§ **Problem to work on**: Output the records exactly as they appear, with no pictures included.

§ **Data**:
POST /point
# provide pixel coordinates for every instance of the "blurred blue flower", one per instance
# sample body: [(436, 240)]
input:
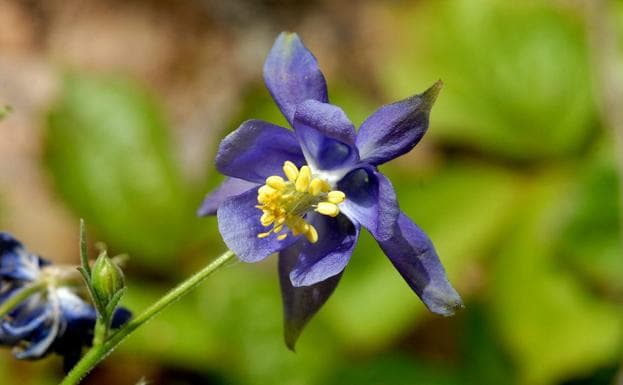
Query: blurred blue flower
[(52, 319), (330, 188)]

§ **Exercise output**:
POST /point
# provide pixel coordinates for every instance of the "blurred blue flower", one per instance
# sample body: [(436, 240)]
input:
Query: blurred blue flower
[(52, 319), (330, 188)]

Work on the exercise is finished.